YOUR OBJECTIVE: Count the lines in the rows below that contain the string "Query". Give only the number.

Items from a data source
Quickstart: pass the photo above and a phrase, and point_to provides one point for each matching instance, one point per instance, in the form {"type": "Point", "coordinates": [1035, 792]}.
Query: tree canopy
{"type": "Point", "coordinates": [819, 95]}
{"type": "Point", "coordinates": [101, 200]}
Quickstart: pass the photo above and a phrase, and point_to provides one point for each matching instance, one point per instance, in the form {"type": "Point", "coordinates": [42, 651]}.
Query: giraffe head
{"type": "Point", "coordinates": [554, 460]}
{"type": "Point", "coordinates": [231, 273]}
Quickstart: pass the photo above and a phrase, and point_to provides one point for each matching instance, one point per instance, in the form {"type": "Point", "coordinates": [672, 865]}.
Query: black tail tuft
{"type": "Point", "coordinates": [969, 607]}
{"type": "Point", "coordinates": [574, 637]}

TASK SOLUTION: 3